Reading text ->
----
Figure 1. Morning satellite image of Tropical Depression Bonnie. At the time, Bonnie had sustained winds of 30 mph.

Forecast for Bonnie
The current NHC forecast for Bonnie looks good, with the storm making landfall in Louisiana near 9pm CDT Saturday night. According to the latest tide information, this will be near the time of low tide. This will result in much less oil entering the Louisiana marshlands than occurred during Hurricane Alex in June. That storm brought a storm surge of 2 - 4 feet and sustained winds of 20 - 30 mph that lasted for several days, including several high tide cycles. Bonnie will be lucky to be a tropical depression at landfall, and should only create a storm surge of 1 - 2 feet that will come at low tide. This will result in a storm tide level that will inundate land to at most one foot above ground level.

Resources for the BP oil disaster
Map of oil spill location from the NOAA Satellite Services Division
My post, What a hurricane would do the Deepwater Horizon oil spill
My post on the Southwest Florida "Forbidden Zone" where surface oil will rarely go
My post on what oil might do to a hurricane
NOAA's interactive mapping tool to overlay wind and ocean current forecasts, oil locations, etc.
----
Dataset rows ->
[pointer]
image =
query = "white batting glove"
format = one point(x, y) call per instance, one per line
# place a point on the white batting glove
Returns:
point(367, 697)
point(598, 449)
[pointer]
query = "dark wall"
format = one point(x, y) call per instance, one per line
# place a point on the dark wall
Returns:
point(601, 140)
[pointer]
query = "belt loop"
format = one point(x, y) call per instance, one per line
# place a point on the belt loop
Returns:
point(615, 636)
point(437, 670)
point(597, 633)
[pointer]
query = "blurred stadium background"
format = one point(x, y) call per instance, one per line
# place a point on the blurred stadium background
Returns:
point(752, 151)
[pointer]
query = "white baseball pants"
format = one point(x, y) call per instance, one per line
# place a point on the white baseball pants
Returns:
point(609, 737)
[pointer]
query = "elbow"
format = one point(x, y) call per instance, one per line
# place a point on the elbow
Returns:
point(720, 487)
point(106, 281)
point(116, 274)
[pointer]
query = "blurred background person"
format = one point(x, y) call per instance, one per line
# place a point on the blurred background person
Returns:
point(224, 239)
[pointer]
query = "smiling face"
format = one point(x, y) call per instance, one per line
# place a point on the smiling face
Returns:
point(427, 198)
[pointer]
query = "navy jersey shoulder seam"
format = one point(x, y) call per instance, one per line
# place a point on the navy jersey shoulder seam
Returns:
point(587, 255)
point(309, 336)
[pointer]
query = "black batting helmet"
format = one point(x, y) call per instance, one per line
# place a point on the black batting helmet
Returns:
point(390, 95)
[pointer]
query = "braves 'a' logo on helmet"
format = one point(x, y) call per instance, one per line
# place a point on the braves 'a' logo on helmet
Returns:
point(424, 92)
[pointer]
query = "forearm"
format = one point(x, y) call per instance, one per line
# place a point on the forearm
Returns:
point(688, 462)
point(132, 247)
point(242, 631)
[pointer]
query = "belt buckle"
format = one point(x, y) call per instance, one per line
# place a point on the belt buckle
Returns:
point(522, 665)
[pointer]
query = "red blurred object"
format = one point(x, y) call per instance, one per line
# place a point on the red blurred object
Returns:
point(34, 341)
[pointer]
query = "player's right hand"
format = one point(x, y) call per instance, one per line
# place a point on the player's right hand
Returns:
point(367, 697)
----
Job -> Rewrite the part of the Bonnie forecast text from "Figure 1. Morning" to "above ground level.", changing "sustained winds" to "steady winds" throughout.

Answer to the exercise ->
Figure 1. Morning satellite image of Tropical Depression Bonnie. At the time, Bonnie had steady winds of 30 mph.

Forecast for Bonnie
The current NHC forecast for Bonnie looks good, with the storm making landfall in Louisiana near 9pm CDT Saturday night. According to the latest tide information, this will be near the time of low tide. This will result in much less oil entering the Louisiana marshlands than occurred during Hurricane Alex in June. That storm brought a storm surge of 2 - 4 feet and steady winds of 20 - 30 mph that lasted for several days, including several high tide cycles. Bonnie will be lucky to be a tropical depression at landfall, and should only create a storm surge of 1 - 2 feet that will come at low tide. This will result in a storm tide level that will inundate land to at most one foot above ground level.